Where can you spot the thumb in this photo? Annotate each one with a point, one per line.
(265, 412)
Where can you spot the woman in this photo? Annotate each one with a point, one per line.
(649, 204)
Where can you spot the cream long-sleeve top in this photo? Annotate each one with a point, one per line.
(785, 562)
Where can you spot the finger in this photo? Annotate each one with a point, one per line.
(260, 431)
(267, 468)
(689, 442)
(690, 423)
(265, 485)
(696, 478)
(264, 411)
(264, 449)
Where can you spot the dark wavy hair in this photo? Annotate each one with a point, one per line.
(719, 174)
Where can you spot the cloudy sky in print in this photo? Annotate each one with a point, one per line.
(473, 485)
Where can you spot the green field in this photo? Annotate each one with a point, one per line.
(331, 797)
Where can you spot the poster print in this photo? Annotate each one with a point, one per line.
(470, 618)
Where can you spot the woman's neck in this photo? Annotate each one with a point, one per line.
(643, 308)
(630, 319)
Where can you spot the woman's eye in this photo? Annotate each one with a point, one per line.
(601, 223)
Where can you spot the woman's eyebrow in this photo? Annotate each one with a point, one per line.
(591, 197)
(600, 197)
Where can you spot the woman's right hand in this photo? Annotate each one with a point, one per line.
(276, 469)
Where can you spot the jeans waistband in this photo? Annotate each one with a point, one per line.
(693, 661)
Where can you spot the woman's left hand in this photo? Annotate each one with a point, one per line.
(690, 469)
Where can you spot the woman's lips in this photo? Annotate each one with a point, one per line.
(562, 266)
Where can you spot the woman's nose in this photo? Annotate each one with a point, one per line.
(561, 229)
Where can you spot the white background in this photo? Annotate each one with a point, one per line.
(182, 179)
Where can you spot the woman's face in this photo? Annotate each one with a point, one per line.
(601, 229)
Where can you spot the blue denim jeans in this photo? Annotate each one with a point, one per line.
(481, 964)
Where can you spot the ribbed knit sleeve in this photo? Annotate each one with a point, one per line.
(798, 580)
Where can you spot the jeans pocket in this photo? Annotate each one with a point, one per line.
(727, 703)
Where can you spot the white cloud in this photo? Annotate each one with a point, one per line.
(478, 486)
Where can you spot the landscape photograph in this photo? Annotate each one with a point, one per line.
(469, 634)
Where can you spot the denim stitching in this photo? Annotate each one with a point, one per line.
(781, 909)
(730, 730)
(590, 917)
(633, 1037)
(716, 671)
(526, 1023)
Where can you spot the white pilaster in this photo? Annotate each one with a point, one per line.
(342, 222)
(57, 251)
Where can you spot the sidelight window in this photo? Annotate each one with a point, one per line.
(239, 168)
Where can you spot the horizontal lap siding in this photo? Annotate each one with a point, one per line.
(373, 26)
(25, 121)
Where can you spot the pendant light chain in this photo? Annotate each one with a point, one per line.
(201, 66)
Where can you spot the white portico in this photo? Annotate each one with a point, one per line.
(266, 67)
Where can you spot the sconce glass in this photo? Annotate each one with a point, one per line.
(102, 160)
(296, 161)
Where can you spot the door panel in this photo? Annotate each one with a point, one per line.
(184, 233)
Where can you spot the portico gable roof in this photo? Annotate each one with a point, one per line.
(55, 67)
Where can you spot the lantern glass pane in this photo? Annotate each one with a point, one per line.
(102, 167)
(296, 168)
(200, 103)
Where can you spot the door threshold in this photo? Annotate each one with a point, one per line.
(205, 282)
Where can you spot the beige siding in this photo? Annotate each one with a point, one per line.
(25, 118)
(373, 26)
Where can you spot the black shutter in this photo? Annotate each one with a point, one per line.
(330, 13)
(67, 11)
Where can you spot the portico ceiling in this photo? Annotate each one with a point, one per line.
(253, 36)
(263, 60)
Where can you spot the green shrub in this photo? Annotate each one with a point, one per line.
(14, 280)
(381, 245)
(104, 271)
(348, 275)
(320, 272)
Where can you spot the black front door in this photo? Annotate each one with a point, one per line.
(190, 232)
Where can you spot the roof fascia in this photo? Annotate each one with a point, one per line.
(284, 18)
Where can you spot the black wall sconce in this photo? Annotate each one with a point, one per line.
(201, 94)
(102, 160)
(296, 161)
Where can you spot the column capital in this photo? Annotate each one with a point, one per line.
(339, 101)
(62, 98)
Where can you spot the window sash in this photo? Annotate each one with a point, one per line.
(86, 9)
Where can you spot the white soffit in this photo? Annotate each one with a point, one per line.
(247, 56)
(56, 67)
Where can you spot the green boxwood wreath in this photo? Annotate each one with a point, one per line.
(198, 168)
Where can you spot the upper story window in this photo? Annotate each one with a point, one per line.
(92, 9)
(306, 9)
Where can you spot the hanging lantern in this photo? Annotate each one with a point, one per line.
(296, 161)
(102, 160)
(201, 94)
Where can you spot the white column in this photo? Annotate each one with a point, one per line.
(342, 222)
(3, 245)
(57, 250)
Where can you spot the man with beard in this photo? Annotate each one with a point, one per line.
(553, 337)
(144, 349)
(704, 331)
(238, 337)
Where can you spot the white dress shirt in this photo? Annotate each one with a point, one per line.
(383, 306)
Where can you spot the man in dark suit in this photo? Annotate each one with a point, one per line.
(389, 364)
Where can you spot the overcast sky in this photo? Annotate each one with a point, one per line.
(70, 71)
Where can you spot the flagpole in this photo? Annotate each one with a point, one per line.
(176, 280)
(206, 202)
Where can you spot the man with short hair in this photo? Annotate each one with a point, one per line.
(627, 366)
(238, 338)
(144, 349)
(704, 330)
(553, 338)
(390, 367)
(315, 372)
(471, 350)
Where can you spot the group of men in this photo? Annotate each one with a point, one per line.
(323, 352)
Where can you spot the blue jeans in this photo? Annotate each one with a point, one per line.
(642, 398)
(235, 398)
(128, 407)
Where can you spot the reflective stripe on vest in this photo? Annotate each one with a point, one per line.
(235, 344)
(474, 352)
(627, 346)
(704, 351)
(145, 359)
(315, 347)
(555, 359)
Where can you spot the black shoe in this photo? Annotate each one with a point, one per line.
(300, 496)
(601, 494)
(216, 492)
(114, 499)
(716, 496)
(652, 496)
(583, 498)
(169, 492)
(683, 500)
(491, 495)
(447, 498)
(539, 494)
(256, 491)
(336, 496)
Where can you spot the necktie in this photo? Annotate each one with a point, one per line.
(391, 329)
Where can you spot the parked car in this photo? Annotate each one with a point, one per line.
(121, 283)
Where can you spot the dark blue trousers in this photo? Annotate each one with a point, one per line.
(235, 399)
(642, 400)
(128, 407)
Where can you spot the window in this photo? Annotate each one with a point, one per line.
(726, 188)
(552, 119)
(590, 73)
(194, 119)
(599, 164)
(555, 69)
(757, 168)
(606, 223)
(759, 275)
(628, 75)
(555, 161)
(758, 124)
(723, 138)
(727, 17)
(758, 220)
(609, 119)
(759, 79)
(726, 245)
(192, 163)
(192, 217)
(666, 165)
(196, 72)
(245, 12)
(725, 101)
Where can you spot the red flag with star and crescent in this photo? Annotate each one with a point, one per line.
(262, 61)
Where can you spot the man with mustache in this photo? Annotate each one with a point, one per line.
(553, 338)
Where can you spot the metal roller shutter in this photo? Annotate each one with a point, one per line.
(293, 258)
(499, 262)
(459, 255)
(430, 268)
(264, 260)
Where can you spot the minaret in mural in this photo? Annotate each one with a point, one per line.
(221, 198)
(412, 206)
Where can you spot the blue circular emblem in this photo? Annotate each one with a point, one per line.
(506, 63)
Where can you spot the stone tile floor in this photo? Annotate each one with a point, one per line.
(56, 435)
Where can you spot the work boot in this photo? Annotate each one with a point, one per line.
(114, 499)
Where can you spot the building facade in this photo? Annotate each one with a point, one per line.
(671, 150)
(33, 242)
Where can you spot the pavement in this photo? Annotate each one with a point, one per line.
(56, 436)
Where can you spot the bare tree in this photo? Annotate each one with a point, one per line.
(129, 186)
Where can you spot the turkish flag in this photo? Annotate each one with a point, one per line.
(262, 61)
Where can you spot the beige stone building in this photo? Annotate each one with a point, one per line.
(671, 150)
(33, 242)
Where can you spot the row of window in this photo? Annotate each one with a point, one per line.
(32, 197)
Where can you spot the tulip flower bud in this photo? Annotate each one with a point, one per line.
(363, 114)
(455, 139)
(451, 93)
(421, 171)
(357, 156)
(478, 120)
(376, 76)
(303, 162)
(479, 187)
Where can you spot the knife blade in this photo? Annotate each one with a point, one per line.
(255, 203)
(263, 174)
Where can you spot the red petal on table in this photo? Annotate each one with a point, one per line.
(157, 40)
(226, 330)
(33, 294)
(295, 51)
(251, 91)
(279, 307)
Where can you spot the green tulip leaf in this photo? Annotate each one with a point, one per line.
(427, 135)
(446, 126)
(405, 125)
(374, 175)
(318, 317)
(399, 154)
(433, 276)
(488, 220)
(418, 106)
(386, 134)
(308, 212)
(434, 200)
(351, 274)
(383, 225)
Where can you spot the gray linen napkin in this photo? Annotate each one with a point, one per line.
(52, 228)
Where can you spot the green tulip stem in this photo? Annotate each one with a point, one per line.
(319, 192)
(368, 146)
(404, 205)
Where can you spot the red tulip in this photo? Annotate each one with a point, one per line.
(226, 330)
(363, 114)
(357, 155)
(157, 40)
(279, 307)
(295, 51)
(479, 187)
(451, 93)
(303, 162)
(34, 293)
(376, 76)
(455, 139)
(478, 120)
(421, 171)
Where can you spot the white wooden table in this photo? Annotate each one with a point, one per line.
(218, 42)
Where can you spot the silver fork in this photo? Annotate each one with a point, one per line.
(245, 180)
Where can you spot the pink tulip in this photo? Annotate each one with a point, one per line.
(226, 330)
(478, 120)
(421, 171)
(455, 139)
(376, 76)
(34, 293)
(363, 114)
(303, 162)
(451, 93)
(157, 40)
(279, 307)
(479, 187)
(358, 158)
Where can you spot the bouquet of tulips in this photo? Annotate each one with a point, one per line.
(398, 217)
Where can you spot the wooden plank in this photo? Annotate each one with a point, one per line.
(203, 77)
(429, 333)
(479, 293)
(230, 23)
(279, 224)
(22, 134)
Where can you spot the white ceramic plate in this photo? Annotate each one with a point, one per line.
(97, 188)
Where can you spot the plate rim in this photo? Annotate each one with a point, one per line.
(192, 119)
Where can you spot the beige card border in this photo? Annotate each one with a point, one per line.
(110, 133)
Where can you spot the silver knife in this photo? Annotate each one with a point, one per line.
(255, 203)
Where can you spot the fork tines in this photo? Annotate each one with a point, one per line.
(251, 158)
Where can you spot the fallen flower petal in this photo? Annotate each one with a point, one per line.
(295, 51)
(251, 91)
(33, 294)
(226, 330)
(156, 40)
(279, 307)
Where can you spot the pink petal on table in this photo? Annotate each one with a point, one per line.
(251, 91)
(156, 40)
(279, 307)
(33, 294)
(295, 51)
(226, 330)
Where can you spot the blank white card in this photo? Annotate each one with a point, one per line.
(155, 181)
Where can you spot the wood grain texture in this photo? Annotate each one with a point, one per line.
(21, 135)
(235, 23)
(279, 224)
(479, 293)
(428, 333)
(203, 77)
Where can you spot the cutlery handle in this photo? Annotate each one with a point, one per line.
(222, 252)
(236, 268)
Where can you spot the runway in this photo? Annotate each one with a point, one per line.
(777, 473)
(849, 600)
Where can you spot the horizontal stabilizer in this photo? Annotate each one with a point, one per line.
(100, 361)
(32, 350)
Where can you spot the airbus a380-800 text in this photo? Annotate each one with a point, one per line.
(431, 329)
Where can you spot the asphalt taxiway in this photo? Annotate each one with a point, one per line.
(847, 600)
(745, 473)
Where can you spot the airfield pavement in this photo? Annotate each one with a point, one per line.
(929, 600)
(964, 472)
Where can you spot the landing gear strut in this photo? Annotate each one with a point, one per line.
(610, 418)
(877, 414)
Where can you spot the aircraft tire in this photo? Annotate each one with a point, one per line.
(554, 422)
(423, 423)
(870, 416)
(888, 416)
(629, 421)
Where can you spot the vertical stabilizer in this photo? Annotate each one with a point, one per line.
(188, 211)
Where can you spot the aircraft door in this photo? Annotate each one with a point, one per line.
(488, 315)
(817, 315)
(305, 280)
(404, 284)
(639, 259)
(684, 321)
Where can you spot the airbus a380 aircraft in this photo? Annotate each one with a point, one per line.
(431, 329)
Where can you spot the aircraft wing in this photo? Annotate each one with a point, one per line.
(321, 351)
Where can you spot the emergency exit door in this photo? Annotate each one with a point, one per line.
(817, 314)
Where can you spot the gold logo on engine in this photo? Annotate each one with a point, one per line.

════════

:: YOUR GOAL ::
Every line between the one holding "Where can you spot the airbus a380 aircraft" and the end of the listing above, inclusive, must be transcribed exactly; omit all others.

:: TASK RESULT ::
Where can you spot the airbus a380 aircraft in this photo? Annotate each one with a point, one per line.
(431, 329)
Where can you spot the aircraft wing in this photo? Annotate each one with a point, one per line.
(321, 351)
Where can you spot the emergency exit door in this photo? Annotate each one with a point, one per line.
(817, 314)
Where can you spot the gold logo on engine in this photo? Annotate each one with a point, one per line.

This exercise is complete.